Below are records with pictures; copy word for word only the lines between the line with "Return one point per instance of the water reflection, each" and the line with "Return one point per instance of the green stem, each", inclusive, and drop the pictures.

── TASK DATA

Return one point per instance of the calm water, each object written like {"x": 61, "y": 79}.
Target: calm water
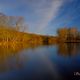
{"x": 50, "y": 62}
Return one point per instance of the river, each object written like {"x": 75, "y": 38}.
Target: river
{"x": 46, "y": 62}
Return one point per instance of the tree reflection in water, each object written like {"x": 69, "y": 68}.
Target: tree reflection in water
{"x": 68, "y": 49}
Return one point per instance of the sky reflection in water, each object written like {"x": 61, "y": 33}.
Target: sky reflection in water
{"x": 54, "y": 62}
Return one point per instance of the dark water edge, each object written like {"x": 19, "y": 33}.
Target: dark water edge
{"x": 48, "y": 62}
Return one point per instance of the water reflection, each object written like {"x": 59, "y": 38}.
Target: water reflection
{"x": 39, "y": 62}
{"x": 68, "y": 49}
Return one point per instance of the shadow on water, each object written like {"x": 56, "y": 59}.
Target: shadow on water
{"x": 40, "y": 62}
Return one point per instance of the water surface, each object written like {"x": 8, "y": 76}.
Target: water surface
{"x": 48, "y": 62}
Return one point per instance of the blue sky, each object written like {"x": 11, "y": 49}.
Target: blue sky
{"x": 44, "y": 16}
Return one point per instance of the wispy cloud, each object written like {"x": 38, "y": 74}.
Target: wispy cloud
{"x": 46, "y": 11}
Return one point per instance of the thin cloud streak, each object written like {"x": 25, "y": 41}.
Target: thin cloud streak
{"x": 48, "y": 11}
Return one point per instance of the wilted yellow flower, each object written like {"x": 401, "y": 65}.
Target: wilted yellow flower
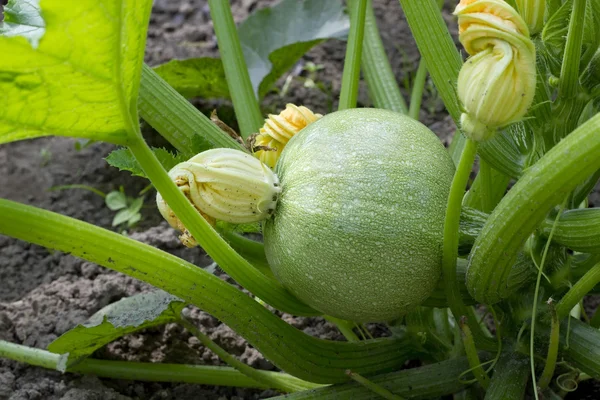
{"x": 224, "y": 184}
{"x": 497, "y": 83}
{"x": 532, "y": 12}
{"x": 278, "y": 130}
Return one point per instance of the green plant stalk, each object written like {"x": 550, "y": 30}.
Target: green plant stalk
{"x": 175, "y": 118}
{"x": 487, "y": 189}
{"x": 584, "y": 285}
{"x": 456, "y": 146}
{"x": 381, "y": 81}
{"x": 472, "y": 356}
{"x": 243, "y": 97}
{"x": 435, "y": 44}
{"x": 535, "y": 303}
{"x": 252, "y": 373}
{"x": 542, "y": 186}
{"x": 552, "y": 355}
{"x": 582, "y": 348}
{"x": 151, "y": 372}
{"x": 569, "y": 73}
{"x": 373, "y": 387}
{"x": 251, "y": 250}
{"x": 351, "y": 74}
{"x": 412, "y": 383}
{"x": 416, "y": 95}
{"x": 595, "y": 321}
{"x": 510, "y": 377}
{"x": 578, "y": 229}
{"x": 450, "y": 249}
{"x": 266, "y": 288}
{"x": 301, "y": 355}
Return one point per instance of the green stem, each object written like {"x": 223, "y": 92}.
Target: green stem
{"x": 578, "y": 291}
{"x": 595, "y": 321}
{"x": 435, "y": 44}
{"x": 373, "y": 387}
{"x": 416, "y": 96}
{"x": 583, "y": 347}
{"x": 351, "y": 75}
{"x": 412, "y": 383}
{"x": 552, "y": 355}
{"x": 510, "y": 378}
{"x": 381, "y": 81}
{"x": 243, "y": 95}
{"x": 262, "y": 286}
{"x": 291, "y": 350}
{"x": 544, "y": 185}
{"x": 176, "y": 119}
{"x": 487, "y": 189}
{"x": 267, "y": 380}
{"x": 535, "y": 300}
{"x": 151, "y": 372}
{"x": 450, "y": 254}
{"x": 472, "y": 356}
{"x": 251, "y": 250}
{"x": 569, "y": 73}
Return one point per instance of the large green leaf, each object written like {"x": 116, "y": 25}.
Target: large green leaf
{"x": 127, "y": 315}
{"x": 125, "y": 161}
{"x": 272, "y": 39}
{"x": 82, "y": 79}
{"x": 23, "y": 18}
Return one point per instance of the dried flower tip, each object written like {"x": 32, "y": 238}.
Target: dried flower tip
{"x": 227, "y": 185}
{"x": 279, "y": 129}
{"x": 497, "y": 83}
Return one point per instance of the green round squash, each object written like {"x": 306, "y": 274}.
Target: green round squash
{"x": 358, "y": 230}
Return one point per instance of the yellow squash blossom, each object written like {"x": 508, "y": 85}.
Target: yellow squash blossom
{"x": 278, "y": 130}
{"x": 497, "y": 83}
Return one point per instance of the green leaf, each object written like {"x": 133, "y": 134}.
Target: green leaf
{"x": 272, "y": 39}
{"x": 125, "y": 161}
{"x": 83, "y": 78}
{"x": 196, "y": 77}
{"x": 126, "y": 316}
{"x": 556, "y": 29}
{"x": 116, "y": 200}
{"x": 23, "y": 18}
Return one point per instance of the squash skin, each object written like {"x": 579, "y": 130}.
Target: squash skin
{"x": 358, "y": 230}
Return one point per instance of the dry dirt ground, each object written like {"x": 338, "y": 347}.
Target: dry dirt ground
{"x": 44, "y": 294}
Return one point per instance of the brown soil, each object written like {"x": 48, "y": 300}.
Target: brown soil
{"x": 44, "y": 294}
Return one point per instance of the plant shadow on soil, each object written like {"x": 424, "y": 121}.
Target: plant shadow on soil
{"x": 44, "y": 294}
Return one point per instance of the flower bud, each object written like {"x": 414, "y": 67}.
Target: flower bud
{"x": 497, "y": 83}
{"x": 532, "y": 12}
{"x": 278, "y": 130}
{"x": 224, "y": 184}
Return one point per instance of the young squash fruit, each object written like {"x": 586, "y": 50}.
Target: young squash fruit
{"x": 358, "y": 229}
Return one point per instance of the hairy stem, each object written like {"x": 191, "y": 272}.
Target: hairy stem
{"x": 151, "y": 372}
{"x": 383, "y": 87}
{"x": 416, "y": 96}
{"x": 175, "y": 118}
{"x": 267, "y": 380}
{"x": 243, "y": 96}
{"x": 351, "y": 74}
{"x": 586, "y": 283}
{"x": 569, "y": 73}
{"x": 450, "y": 254}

────

--- EXERCISE RESULT ---
Return one point per instance of the water reflection, each object written like {"x": 59, "y": 38}.
Target: water reflection
{"x": 39, "y": 62}
{"x": 68, "y": 49}
Return one point per instance of the shadow on water, each object written like {"x": 56, "y": 59}.
Target: shadow on water
{"x": 40, "y": 62}
Return one point per instance of the water surface, each object written like {"x": 8, "y": 76}.
Target: water surface
{"x": 48, "y": 62}
Return one point per instance of the blue sky, each object written like {"x": 11, "y": 49}.
Target: blue sky
{"x": 44, "y": 16}
Return one point per instance of the wispy cloud, each object written like {"x": 38, "y": 74}.
Target: wispy cloud
{"x": 46, "y": 11}
Return one point per instance of the thin cloud streak, each object written like {"x": 25, "y": 41}.
Target: thin cloud streak
{"x": 48, "y": 11}
Return one point per instance of the wilted yellow flower, each object written like {"x": 401, "y": 65}.
Target: wilted yellow flower
{"x": 224, "y": 184}
{"x": 497, "y": 83}
{"x": 532, "y": 12}
{"x": 278, "y": 130}
Return one point per instance of the green plant stalk, each object written like {"x": 550, "y": 30}.
Target: green plant stalk
{"x": 175, "y": 118}
{"x": 487, "y": 189}
{"x": 584, "y": 285}
{"x": 456, "y": 146}
{"x": 381, "y": 81}
{"x": 472, "y": 356}
{"x": 243, "y": 97}
{"x": 435, "y": 44}
{"x": 535, "y": 303}
{"x": 252, "y": 373}
{"x": 542, "y": 186}
{"x": 552, "y": 355}
{"x": 582, "y": 348}
{"x": 151, "y": 372}
{"x": 569, "y": 73}
{"x": 373, "y": 387}
{"x": 251, "y": 250}
{"x": 351, "y": 74}
{"x": 412, "y": 383}
{"x": 416, "y": 95}
{"x": 595, "y": 321}
{"x": 510, "y": 377}
{"x": 578, "y": 229}
{"x": 450, "y": 249}
{"x": 266, "y": 288}
{"x": 301, "y": 355}
Return one point per instance of the green stem, each object written like {"x": 223, "y": 92}.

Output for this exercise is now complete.